:: DIRECTIONS FOR THIS TASK ::
Check every line below for the word "root" and copy the ones that have it.

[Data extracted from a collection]

════════

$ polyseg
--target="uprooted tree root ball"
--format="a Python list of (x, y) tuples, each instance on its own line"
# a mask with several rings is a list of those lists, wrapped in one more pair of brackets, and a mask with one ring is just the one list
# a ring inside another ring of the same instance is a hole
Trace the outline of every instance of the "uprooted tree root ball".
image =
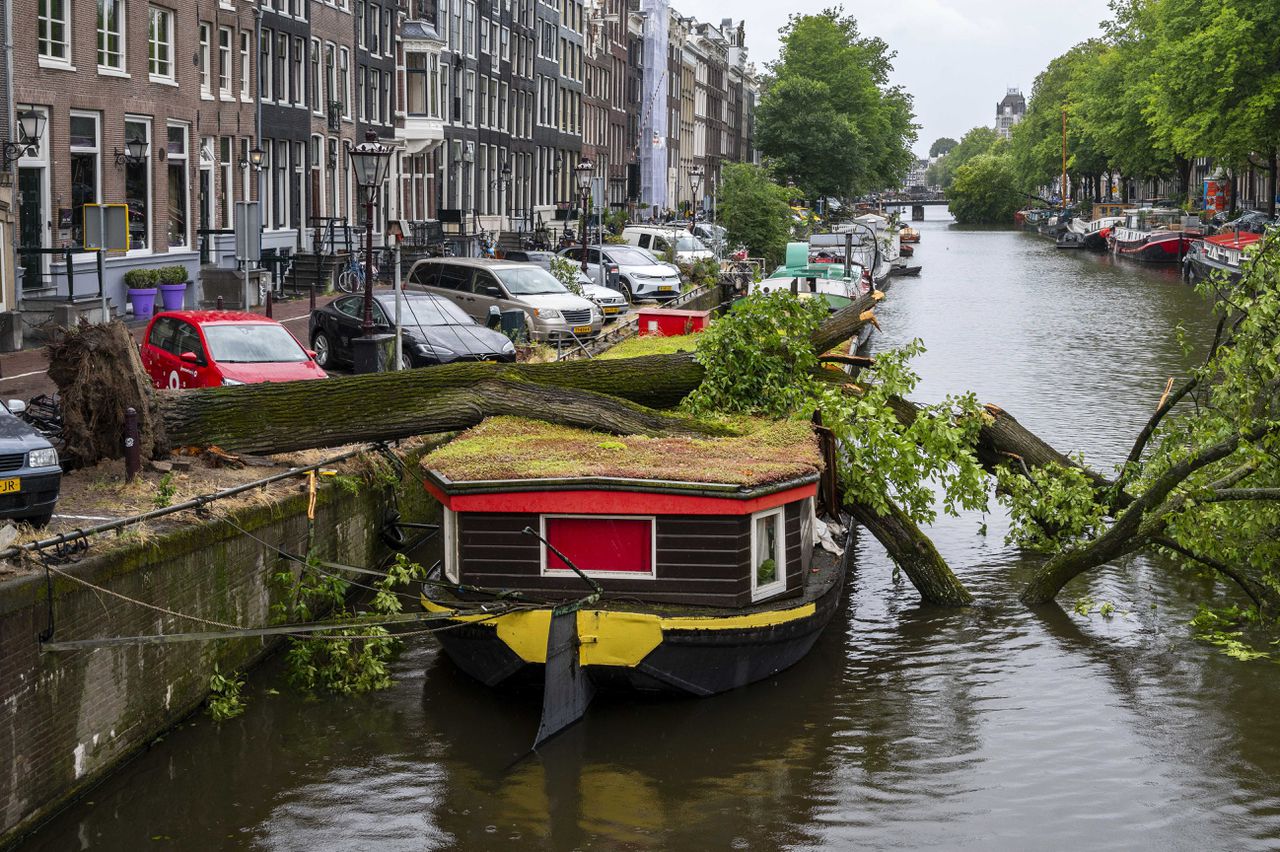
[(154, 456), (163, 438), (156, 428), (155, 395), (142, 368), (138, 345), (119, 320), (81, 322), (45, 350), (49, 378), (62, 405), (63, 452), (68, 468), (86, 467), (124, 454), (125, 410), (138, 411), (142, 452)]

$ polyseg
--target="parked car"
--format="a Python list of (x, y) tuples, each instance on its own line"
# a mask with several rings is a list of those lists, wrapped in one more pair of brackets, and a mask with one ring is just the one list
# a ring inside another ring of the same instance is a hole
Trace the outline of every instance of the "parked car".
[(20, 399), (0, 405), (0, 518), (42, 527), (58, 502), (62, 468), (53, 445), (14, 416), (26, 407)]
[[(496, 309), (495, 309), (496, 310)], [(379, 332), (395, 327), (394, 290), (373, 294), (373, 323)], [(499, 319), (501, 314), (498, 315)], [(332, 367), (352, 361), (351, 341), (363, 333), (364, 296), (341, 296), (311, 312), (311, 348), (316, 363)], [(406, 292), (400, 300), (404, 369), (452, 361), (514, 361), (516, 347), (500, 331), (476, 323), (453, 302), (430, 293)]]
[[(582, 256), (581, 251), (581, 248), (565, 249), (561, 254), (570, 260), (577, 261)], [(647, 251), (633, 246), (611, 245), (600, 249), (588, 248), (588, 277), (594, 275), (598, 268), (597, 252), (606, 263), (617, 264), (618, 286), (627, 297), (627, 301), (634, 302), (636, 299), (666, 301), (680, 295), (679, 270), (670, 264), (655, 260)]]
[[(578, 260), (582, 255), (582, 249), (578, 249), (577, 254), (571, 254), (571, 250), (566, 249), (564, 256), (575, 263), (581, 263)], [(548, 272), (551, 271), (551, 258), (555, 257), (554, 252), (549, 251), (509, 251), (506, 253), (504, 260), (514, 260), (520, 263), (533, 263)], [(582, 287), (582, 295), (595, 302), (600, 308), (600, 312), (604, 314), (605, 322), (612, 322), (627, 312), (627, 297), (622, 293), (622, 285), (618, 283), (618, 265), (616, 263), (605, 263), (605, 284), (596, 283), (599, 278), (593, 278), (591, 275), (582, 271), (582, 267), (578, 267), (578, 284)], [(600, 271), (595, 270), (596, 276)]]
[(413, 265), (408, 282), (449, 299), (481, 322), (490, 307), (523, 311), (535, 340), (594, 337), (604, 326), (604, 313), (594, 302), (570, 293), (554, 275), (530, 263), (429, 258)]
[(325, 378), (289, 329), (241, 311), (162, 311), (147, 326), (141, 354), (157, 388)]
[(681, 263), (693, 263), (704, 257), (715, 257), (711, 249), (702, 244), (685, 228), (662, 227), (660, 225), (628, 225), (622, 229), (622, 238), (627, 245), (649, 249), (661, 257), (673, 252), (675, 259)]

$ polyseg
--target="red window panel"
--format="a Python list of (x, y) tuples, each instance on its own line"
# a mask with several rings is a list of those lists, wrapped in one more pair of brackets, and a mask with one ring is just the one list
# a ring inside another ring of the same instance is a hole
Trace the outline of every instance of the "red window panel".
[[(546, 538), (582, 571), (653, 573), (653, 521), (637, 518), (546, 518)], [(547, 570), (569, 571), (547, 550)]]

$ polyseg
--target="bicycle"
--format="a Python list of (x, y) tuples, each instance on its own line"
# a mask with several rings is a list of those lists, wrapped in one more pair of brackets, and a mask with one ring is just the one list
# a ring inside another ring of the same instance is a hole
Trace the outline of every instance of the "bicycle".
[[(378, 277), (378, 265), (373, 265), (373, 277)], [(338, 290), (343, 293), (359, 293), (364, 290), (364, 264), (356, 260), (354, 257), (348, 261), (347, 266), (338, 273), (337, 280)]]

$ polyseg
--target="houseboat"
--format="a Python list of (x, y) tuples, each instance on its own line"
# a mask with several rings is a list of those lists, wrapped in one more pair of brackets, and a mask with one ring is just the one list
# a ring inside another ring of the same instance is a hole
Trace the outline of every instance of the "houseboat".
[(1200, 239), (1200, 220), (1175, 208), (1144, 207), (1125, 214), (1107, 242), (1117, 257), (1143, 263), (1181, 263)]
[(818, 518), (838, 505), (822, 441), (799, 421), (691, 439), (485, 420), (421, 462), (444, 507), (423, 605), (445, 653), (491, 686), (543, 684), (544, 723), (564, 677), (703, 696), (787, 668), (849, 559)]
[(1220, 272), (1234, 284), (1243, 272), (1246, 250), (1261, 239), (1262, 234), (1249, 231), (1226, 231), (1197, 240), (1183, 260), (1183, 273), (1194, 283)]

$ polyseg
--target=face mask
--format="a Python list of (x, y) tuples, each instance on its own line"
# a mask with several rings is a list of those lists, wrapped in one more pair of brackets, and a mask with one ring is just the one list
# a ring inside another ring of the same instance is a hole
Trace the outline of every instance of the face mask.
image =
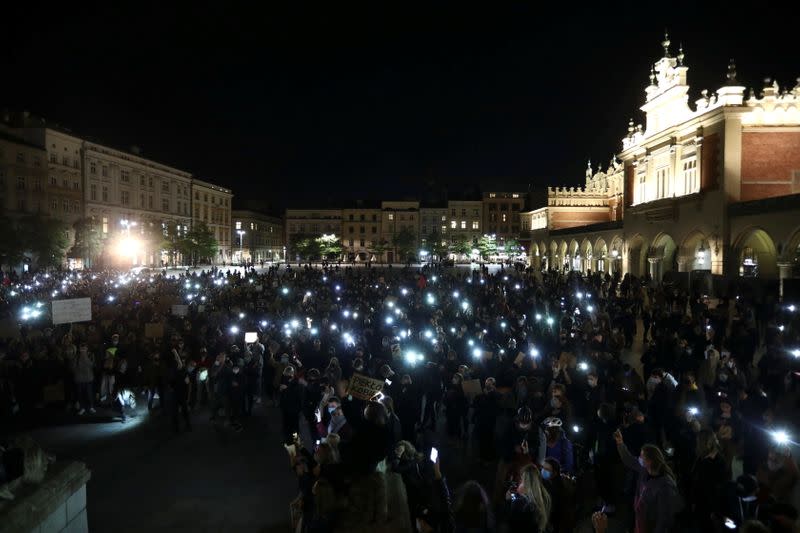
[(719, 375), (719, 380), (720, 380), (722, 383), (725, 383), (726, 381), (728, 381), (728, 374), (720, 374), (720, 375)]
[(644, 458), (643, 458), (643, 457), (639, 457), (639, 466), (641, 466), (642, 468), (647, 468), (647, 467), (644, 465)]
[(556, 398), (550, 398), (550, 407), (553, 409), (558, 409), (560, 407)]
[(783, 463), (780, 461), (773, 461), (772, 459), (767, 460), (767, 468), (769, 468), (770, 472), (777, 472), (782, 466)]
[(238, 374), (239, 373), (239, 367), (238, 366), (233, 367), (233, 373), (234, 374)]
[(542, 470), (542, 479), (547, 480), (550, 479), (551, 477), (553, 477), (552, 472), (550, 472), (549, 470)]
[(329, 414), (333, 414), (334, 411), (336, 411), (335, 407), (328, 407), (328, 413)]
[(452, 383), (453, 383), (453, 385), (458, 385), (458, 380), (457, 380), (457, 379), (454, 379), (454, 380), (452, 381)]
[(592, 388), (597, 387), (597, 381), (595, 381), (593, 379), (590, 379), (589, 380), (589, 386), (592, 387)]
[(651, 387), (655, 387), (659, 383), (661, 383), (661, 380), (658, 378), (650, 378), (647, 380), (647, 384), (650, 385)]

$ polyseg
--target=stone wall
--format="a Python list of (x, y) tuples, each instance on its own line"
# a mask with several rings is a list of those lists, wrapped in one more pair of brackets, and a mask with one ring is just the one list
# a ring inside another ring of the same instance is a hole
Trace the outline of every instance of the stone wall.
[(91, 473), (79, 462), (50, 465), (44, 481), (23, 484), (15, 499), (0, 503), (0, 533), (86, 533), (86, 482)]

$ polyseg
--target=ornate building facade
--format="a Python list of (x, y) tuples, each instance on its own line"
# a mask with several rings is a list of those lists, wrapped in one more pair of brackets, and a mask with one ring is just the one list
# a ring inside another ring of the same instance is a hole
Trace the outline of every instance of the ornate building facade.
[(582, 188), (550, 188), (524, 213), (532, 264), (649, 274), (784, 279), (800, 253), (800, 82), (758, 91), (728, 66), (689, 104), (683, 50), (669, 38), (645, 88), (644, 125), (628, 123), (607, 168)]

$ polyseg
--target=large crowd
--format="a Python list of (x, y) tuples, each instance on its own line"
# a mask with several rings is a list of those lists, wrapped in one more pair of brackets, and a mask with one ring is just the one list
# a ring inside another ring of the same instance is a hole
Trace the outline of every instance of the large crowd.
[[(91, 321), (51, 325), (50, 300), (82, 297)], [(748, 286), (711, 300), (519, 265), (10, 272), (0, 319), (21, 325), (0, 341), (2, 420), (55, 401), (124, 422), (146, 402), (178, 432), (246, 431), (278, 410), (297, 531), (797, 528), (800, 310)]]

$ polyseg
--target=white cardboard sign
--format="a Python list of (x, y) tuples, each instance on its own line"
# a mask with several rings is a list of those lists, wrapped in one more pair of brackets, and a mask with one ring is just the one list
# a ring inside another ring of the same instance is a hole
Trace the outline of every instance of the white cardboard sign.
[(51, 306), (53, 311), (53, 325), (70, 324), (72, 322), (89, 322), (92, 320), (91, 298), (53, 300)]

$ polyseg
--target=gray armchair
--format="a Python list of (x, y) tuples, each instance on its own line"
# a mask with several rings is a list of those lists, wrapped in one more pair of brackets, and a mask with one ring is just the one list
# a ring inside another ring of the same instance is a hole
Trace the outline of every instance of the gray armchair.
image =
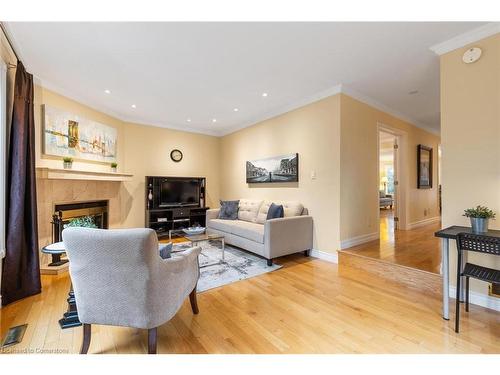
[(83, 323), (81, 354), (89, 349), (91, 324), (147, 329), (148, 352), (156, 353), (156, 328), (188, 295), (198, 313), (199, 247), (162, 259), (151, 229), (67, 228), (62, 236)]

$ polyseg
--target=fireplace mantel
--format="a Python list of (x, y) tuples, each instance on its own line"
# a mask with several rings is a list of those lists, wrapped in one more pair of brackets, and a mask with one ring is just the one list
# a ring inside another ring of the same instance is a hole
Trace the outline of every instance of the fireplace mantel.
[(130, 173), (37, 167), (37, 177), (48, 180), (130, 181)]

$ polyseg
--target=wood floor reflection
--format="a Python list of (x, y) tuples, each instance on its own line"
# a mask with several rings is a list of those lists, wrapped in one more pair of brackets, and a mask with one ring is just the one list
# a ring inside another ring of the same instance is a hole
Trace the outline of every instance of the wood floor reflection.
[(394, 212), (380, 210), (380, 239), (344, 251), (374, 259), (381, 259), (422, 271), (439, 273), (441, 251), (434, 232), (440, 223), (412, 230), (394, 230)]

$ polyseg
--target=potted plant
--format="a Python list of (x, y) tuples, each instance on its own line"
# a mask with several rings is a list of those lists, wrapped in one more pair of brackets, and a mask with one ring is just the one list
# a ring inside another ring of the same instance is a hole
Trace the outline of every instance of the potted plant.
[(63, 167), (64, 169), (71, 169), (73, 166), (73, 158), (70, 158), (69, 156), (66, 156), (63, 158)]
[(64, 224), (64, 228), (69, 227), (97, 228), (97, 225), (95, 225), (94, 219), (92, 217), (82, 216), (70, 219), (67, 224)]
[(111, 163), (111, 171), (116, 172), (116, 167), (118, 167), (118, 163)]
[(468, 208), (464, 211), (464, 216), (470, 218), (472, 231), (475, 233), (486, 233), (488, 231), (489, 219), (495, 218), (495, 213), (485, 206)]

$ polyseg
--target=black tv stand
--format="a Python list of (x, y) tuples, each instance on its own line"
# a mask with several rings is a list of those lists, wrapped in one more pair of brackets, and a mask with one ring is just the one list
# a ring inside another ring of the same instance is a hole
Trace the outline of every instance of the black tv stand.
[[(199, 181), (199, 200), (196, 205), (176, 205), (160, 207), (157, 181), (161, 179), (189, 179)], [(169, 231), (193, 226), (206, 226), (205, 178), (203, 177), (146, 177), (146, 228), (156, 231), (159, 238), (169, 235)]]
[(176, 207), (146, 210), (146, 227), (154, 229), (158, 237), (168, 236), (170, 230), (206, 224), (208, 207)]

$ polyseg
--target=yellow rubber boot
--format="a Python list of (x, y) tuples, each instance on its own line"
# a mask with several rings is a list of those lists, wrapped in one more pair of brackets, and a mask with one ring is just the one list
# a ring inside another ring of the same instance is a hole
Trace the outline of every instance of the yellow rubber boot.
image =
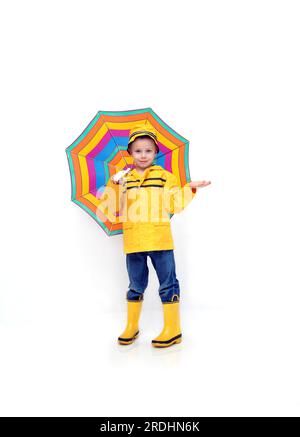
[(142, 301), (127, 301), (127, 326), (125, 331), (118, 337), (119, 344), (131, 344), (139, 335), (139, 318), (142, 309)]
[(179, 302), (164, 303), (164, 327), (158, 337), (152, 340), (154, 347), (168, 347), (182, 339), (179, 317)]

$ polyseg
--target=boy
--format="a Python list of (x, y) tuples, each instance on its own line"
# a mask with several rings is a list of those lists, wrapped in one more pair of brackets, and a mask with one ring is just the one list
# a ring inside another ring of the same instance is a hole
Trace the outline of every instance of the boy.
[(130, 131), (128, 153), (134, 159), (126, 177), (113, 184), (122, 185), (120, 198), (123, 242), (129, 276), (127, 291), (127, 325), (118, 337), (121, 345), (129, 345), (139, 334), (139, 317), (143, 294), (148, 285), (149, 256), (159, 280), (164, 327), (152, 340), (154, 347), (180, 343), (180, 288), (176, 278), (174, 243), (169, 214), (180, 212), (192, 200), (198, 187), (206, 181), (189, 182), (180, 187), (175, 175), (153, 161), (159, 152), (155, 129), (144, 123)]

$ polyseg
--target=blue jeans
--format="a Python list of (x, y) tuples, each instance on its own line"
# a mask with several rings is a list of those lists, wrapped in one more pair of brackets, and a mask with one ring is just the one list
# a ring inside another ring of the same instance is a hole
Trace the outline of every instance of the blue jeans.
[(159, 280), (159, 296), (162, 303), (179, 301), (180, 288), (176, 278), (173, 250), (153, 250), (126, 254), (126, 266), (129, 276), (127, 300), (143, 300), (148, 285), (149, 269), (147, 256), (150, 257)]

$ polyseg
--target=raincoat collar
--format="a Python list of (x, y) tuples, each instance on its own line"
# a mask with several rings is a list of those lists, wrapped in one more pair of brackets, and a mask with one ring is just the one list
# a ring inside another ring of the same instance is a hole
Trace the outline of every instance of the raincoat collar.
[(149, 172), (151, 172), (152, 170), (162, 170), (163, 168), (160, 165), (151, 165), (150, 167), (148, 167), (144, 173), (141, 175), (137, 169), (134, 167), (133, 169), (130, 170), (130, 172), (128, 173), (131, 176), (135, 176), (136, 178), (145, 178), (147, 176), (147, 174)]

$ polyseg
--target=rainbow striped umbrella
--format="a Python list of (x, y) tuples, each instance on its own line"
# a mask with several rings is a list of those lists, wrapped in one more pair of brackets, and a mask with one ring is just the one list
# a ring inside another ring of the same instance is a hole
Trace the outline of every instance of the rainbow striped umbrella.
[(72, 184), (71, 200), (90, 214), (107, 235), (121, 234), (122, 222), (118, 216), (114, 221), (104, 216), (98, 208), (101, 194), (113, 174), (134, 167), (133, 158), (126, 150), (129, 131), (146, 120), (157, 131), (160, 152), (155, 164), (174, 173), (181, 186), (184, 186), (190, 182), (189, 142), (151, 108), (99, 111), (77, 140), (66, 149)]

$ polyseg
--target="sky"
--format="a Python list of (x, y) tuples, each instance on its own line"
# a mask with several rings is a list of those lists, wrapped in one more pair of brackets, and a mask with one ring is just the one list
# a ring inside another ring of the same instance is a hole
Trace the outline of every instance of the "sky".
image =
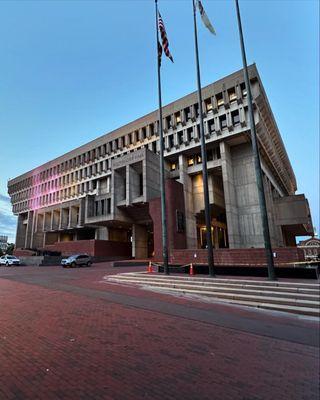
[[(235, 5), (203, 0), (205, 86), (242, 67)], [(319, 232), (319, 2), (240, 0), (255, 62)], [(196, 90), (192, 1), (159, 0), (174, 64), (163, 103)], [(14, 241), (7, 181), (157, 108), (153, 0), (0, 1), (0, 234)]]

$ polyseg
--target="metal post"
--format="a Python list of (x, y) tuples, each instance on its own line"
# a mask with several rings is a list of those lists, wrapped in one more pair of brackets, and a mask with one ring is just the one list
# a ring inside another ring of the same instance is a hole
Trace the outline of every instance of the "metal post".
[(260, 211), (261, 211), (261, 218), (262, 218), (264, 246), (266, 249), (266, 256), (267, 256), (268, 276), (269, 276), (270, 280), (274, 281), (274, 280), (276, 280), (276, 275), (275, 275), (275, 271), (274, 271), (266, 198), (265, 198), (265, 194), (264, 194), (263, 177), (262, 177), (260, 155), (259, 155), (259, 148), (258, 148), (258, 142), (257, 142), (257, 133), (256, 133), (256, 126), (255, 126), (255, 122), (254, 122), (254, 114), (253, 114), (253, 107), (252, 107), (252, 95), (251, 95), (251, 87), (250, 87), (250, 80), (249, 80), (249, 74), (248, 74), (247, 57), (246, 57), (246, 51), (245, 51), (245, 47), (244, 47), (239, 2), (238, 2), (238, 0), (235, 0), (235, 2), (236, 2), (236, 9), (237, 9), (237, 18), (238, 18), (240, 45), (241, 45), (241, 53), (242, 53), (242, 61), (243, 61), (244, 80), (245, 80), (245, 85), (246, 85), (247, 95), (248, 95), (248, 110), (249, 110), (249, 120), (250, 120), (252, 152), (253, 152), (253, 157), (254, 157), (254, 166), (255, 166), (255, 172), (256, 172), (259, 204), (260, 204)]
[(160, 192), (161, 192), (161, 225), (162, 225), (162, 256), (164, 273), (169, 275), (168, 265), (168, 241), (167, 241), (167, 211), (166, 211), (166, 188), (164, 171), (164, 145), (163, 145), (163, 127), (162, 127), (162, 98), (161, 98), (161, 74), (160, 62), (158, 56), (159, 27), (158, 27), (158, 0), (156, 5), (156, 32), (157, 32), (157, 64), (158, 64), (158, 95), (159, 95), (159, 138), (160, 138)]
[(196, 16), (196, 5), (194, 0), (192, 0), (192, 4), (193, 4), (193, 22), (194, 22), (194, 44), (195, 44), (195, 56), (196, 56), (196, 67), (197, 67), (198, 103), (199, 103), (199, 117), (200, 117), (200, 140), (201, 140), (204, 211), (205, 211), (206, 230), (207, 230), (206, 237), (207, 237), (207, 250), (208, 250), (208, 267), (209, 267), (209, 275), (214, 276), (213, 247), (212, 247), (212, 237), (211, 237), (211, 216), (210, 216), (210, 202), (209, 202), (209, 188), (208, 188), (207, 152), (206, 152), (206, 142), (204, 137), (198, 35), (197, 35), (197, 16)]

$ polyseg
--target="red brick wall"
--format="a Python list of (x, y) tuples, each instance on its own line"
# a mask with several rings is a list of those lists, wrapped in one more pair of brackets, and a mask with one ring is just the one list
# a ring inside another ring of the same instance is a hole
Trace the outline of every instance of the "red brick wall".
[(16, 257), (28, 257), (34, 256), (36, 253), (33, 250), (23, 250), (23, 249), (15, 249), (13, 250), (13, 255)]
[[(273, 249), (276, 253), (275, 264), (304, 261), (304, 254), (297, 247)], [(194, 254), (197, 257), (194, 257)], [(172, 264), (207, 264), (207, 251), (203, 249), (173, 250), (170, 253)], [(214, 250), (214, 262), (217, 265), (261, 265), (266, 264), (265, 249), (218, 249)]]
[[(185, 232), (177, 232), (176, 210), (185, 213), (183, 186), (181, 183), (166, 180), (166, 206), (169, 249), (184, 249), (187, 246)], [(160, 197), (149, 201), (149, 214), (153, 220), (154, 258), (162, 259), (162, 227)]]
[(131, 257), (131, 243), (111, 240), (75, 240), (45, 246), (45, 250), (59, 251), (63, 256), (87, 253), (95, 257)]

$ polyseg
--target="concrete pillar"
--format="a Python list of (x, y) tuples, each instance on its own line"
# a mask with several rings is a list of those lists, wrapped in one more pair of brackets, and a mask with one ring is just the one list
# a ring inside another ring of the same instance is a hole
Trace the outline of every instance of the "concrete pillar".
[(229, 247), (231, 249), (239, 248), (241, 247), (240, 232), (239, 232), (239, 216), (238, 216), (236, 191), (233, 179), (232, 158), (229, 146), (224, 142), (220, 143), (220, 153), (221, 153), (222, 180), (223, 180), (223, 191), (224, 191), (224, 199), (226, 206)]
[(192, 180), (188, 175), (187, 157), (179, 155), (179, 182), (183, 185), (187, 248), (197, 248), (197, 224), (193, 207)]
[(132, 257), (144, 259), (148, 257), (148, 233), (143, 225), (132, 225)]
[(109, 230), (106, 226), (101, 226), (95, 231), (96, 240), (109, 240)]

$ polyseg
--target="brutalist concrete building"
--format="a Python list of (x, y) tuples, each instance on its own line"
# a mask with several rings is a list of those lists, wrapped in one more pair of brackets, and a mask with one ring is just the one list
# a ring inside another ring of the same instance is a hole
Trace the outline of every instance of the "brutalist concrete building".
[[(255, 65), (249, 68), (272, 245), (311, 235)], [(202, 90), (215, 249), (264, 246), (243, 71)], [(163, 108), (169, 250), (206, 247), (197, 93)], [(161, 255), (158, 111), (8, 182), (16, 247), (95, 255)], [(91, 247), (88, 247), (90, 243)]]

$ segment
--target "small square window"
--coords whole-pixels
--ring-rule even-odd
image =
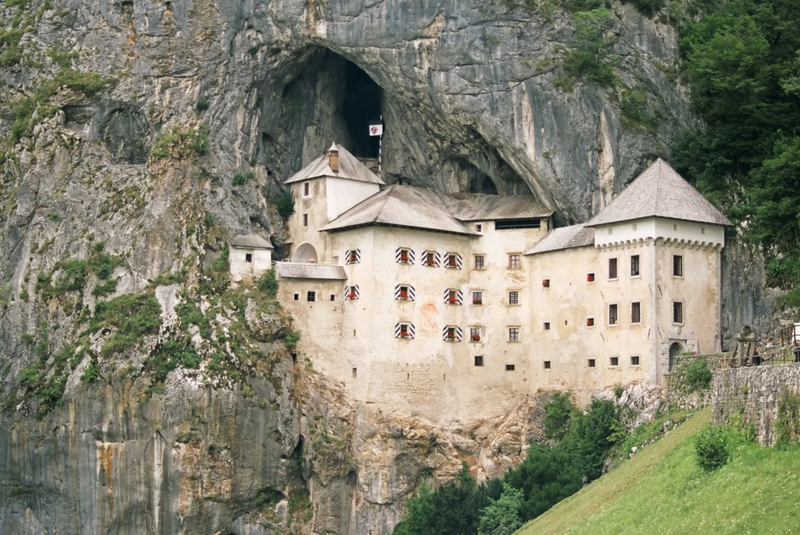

════════

:: YOUR SOLUTION ::
--target="uprooted tree root ball"
Trace the outline of every instance of the "uprooted tree root ball".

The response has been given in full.